→ Exercise task: Reproduce all entries precisely, down to the last character.

→ Dataset extract:
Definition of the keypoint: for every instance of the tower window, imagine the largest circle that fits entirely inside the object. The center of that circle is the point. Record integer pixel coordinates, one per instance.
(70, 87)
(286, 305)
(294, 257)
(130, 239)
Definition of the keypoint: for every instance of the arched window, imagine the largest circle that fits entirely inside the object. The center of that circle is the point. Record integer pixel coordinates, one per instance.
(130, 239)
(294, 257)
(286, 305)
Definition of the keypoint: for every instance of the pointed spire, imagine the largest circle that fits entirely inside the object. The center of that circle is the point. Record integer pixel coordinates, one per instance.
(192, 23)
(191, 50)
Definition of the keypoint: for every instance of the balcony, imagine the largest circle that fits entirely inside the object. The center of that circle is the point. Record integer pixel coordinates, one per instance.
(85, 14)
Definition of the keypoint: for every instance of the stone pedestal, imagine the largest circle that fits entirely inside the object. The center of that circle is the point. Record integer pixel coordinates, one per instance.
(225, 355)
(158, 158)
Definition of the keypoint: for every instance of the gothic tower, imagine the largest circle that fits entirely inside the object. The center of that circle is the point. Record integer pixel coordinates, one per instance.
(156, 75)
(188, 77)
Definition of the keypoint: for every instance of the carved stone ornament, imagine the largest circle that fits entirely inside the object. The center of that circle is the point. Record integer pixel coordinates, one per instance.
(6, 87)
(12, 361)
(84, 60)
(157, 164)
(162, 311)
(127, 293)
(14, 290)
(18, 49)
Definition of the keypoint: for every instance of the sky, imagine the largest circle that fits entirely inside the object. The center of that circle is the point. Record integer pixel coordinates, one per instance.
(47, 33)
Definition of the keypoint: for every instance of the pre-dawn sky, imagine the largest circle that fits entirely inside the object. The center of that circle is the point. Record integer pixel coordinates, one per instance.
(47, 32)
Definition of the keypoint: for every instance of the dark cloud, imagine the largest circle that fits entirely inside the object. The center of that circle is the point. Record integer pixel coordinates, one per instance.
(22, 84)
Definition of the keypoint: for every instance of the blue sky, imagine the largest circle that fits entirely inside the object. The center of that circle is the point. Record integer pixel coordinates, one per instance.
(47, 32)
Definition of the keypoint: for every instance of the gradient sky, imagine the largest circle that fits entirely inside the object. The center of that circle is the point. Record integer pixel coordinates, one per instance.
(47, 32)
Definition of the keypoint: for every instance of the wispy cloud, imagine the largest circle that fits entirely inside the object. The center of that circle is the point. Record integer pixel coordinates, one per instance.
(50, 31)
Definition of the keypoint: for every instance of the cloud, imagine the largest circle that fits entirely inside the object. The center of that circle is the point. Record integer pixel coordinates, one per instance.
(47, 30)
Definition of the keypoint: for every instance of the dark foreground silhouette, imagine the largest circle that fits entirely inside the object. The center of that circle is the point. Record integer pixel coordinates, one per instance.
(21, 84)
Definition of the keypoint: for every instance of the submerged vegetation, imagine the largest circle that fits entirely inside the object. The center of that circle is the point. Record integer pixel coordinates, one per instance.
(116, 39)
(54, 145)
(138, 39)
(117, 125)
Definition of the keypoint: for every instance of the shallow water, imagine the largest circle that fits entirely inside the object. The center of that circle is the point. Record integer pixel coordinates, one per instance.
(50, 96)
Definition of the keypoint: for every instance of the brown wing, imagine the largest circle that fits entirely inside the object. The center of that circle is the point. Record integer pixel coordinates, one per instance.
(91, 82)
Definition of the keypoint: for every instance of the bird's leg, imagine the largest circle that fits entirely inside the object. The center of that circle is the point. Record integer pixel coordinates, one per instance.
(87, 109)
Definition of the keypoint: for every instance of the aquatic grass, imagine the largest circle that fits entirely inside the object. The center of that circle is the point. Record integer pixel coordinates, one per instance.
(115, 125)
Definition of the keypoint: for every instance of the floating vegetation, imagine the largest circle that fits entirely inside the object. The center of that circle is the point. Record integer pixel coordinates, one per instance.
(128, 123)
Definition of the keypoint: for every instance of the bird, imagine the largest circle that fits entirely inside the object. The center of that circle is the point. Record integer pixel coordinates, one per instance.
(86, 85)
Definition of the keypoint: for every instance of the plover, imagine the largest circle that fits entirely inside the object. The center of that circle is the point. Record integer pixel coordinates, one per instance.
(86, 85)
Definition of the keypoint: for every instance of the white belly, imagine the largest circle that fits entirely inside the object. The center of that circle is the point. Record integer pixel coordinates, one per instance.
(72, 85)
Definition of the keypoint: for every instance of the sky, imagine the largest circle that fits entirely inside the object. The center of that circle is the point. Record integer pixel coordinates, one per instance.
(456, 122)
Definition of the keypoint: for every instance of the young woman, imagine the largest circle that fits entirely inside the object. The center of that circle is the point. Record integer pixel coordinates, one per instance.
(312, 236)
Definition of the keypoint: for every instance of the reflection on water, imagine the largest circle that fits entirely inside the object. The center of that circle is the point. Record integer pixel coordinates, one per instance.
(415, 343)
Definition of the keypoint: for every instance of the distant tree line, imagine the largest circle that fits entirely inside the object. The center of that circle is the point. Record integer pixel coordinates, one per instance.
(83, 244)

→ Final result:
Definition of the keypoint: for every instance of the tower window, imagine the largest circle that fits entirely inside the object. The center of that circle is the point. Record integer pixel coordinates, one per instance.
(70, 87)
(286, 305)
(294, 257)
(130, 239)
Definition of the keypoint: for every instance of the arched window, imagine the largest circle that fits entirely inside the object. The center of that circle is the point. Record integer pixel coordinates, one per instance.
(130, 239)
(294, 257)
(286, 305)
Definition of the keypoint: for every instance of the pointed spire, imagine the largest circle that fits entirely inside the object. The center of that circle is the point. Record integer pixel coordinates, one per instance.
(192, 23)
(191, 50)
Definition of the keypoint: for every instance of the balcony, imagine the largest circle that fits entirely inside the object. The center of that circle is the point. Record integer pixel coordinates, one per instance.
(85, 14)
Definition of the keypoint: for every instance of the stone pedestal, imagine the largest circle that fits entirely inside the object. The center of that circle is the point. Record integer pixel coordinates, one per instance.
(225, 355)
(158, 158)
Definition of the keypoint: for every instance of the gothic tower, imagine the largest circle that fits entirely inside the object. The center of that circle is the point. Record integer pixel coordinates, one per instance.
(156, 75)
(188, 77)
Definition of the keypoint: for every instance of the carved stone ornament, imagine the largest circle that fits entirely inside the object. The center of that circle is the point. Record integer pixel coordinates, one per instance.
(6, 87)
(12, 361)
(84, 60)
(157, 164)
(162, 311)
(127, 293)
(14, 290)
(18, 49)
Definition of the keypoint: for every instance of the sky, imagine the largest circle that fits entirely inside the object. The center of that circle is the point. Record integer pixel coordinates, one per instance.
(47, 33)
Definition of the keypoint: for every instance of the pre-dawn sky, imagine the largest circle that fits entirely inside the object. The center of that circle is the point. Record integer pixel coordinates, one per instance.
(47, 32)
Definition of the keypoint: for every instance of the dark cloud, imagine the largest circle that fits entirely inside the object. The center of that circle is the point. Record integer pixel coordinates, one per instance.
(22, 84)
Definition of the keypoint: for every instance of the blue sky, imagine the largest circle that fits entirely inside the object. The center of that circle is the point. Record integer pixel coordinates, one per instance.
(47, 32)
Definition of the keypoint: for every instance of the gradient sky, imagine the largest circle that fits entirely inside the object. The center of that circle is the point. Record integer pixel coordinates, one per instance.
(47, 32)
Definition of the keypoint: for every instance of the wispy cloud, imagine the largest circle that fits entirely inside the object. The center of that circle is the point. Record integer pixel coordinates, one per instance.
(50, 31)
Definition of the keypoint: for every instance of the cloud, imagine the largest circle that fits entirely inside the object. The center of that circle is the point. Record integer pixel coordinates, one per instance.
(47, 30)
Definition of the keypoint: for every instance of the dark foreground silhouette, imagine the largest circle that fits entirely inside the object. The center of that circle is the point. Record integer pixel coordinates, one per instance.
(21, 84)
Definition of the keypoint: for every instance of the submerged vegetation, imagine the largest circle that fits entirely inside the object. The center of that circle is the point. Record integer pixel coordinates, one per instance.
(116, 39)
(54, 145)
(138, 39)
(117, 125)
Definition of the keypoint: for every instance of the shallow water, imagine the largest circle that fits entirely inside the object. The center of that circle is the point. Record integer pixel coordinates, one per instance.
(50, 96)
Definition of the keypoint: for every instance of the brown wing, imagine the largest circle that fits entirely inside the object. The center of that circle is the point. Record integer pixel coordinates, one per instance.
(91, 82)
Definition of the keypoint: for every instance of the bird's leg, imagine the largest circle that fits entirely inside the object. The center of that circle is the point. Record integer pixel coordinates, one per instance.
(87, 109)
Definition of the keypoint: for every instance of the aquatic grass, imagine the largest circle that fits entirely inside the object. The center of that circle is the point. Record integer pixel coordinates, one per instance.
(115, 125)
Definition of the keypoint: for every instance of the floating vegetation, imagine the largest circle that fits entirely inside the object. The center of that circle is the point. Record integer pixel coordinates, one per instance.
(128, 123)
Definition of the keypoint: for every instance of the bird, imagine the largest circle that fits entirely inside the object. The center of that circle is the point. Record integer pixel coordinates, one per instance.
(86, 85)
Definition of the keypoint: for every instance of the plover, imagine the largest circle that fits entirely inside the object. The center of that circle is the point. Record integer pixel coordinates, one per instance.
(86, 85)
Definition of the keypoint: for every instance of the white belly, imagine the largest circle that fits entirely inside the object. The center of that circle is the point. Record integer pixel coordinates, one per instance.
(72, 85)
Definition of the keypoint: for every instance of the sky, imagine the largest circle that fits entirely inside the object. The center of that circle is the point. Record integer pixel coordinates, one per instance.
(456, 122)
Definition of the keypoint: for every instance of the young woman, imagine the largest circle that fits entirely inside the object. The center of that circle is the point. Record integer pixel coordinates, one per instance.
(312, 236)
Definition of the keypoint: for every instance of the reflection on water, imagine the largest circle that fits entirely inside the object. The center of that circle is the point. Record integer pixel coordinates, one per instance.
(415, 343)
Definition of the keypoint: for every instance of the distant tree line, imagine the largest circle that fits entirely inside the object. The center of that circle is the point. Record integer pixel coordinates, one per instance.
(83, 244)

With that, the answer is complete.